[WHAT IS REQUIRED]: Transcribe the reply below about handling UTF-8 and Unicode strings in GPC, word for word and with no changes.

[TEXT UNDER STUDY]:
Andreas K. Foerster wrote:
Okay, you might say it is a misuse to use a "string" for UTF-8. But if the textfile is in UTF-8 and the display nterprets UTF-8, why should I not just make use of that? Why should I make things more complicated as they are?
It's not necessarily more complicated, if the compiler or runtime does the necessary conversions. In fact, it gets easier as soon as you use "Length", "Pos/SubStr", etc. as they just work as expected.
The GNU coding standards, section 4.1 states:
| The GNU Project regards standards published by other organizations as | suggestions, not orders. We consider those standards, but we do not obey | them. In developing a GNU program, you should implement an outside | standard's specifications when that makes the GNU system better overall | in an objective sense. When it doesn't, you shouldn't.
That applies to the GNU project in general, but one of GPC's stated goals (as stated in the first chapter of the manual) is to implement Pascal according to the standards. (But in this case, as I said, it should also make things easier for the programmer, once implemented properly.)
Yes, I just showed you a part of my code. I also use a special type for unicode characters.
type Unicode = Cardinal; { Large integer value - at least 3 Bytes }
It would probably be similar when built-in (in the future), except that we'd probably use a subrange (0 to $10ffff), so e.g. sets of such a type would be, though still large, at least realistically possible (even if we do not implement sparse sets, which would be another major project of doubtful merit). And, of course, it would then be a Char type, not an integer type.
type UnicodeString = record Length: integer; content: array[1..MaxCharsPerLine] of Unicode end;
I fill this string with the UTF-8 decoder, I showed you in my last mail.
Because this UnicodeString takes a lot of space, I only have one line at once in the memory.
Just make it a schema type with "MaxCharsPerLine" as the discriminant. This way you can allocate them as big or small as required. This type is then almost like the EP string type. (And if we build it in in the future, of course, EP strings will be like this automatically, and the string built-ins will just work with it.)

[RECORDS PROVIDED]:
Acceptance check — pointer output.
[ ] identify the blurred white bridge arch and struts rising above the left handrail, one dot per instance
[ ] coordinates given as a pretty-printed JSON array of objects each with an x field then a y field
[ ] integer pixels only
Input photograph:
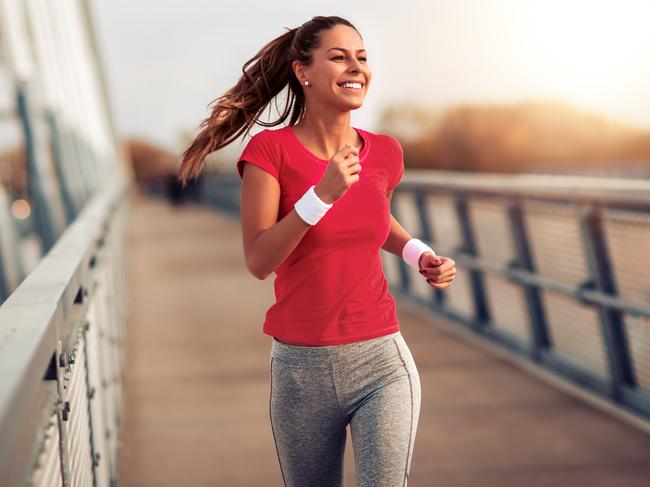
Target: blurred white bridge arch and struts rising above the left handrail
[{"x": 54, "y": 109}]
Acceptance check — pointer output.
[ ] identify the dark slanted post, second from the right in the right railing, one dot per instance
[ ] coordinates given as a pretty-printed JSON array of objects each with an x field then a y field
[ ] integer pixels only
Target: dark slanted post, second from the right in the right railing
[{"x": 536, "y": 318}]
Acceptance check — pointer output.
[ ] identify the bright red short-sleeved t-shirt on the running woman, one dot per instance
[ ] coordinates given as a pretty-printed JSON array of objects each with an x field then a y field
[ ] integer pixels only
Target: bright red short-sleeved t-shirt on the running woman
[{"x": 331, "y": 289}]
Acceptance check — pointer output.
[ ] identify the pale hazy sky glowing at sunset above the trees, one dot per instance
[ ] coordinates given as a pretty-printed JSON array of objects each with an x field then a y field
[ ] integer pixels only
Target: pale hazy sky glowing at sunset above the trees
[{"x": 166, "y": 61}]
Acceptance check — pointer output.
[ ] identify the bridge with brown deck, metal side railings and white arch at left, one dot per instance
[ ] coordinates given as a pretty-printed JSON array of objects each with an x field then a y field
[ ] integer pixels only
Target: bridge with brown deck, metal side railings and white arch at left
[{"x": 131, "y": 349}]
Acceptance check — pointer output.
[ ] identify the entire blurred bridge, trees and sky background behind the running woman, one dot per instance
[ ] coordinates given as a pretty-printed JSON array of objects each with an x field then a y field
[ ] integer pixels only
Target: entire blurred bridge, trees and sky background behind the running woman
[{"x": 130, "y": 341}]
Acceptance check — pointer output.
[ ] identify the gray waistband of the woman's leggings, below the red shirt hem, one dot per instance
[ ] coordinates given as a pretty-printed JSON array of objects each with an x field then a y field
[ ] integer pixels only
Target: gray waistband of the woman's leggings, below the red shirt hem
[{"x": 327, "y": 353}]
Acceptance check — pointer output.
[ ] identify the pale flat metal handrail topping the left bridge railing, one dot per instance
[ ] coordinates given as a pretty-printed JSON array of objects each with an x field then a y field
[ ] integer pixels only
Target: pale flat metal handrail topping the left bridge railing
[{"x": 38, "y": 312}]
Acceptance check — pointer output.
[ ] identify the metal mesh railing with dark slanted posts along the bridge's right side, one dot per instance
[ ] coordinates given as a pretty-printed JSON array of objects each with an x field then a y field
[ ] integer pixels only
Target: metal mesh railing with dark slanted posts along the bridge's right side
[{"x": 555, "y": 268}]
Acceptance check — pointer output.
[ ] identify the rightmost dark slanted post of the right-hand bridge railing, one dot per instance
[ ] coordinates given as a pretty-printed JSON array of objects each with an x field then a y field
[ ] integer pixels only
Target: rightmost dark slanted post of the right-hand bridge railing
[{"x": 611, "y": 320}]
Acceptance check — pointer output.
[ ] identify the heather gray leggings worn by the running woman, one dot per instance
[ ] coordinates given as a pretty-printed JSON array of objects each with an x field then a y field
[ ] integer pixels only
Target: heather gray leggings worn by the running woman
[{"x": 373, "y": 385}]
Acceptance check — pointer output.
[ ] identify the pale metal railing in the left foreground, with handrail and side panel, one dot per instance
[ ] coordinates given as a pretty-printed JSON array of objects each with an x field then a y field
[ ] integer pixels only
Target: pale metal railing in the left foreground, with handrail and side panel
[{"x": 61, "y": 355}]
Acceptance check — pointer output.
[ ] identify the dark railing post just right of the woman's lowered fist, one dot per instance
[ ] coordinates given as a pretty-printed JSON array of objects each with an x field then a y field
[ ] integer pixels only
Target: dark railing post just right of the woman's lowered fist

[FINISHED EXERCISE]:
Andreas K. Foerster wrote:
Okay, you might say it is a misuse to use a "string" for UTF-8. But if the textfile is in UTF-8 and the display nterprets UTF-8, why should I not just make use of that? Why should I make things more complicated as they are?
It's not necessarily more complicated, if the compiler or runtime does the necessary conversions. In fact, it gets easier as soon as you use "Length", "Pos/SubStr", etc. as they just work as expected.
The GNU coding standards, section 4.1 states:
| The GNU Project regards standards published by other organizations as | suggestions, not orders. We consider those standards, but we do not obey | them. In developing a GNU program, you should implement an outside | standard's specifications when that makes the GNU system better overall | in an objective sense. When it doesn't, you shouldn't.
That applies to the GNU project in general, but one of GPC's stated goals (as stated in the first chapter of the manual) is to implement Pascal according to the standards. (But in this case, as I said, it should also make things easier for the programmer, once implemented properly.)
Yes, I just showed you a part of my code. I also use a special type for unicode characters.
type Unicode = Cardinal; { Large integer value - at least 3 Bytes }
It would probably be similar when built-in (in the future), except that we'd probably use a subrange (0 to $10ffff), so e.g. sets of such a type would be, though still large, at least realistically possible (even if we do not implement sparse sets, which would be another major project of doubtful merit). And, of course, it would then be a Char type, not an integer type.
type UnicodeString = record Length: integer; content: array[1..MaxCharsPerLine] of Unicode end;
I fill this string with the UTF-8 decoder, I showed you in my last mail.
Because this UnicodeString takes a lot of space, I only have one line at once in the memory.
Just make it a schema type with "MaxCharsPerLine" as the discriminant. This way you can allocate them as big or small as required. This type is then almost like the EP string type. (And if we build it in in the future, of course, EP strings will be like this automatically, and the string built-ins will just work with it.)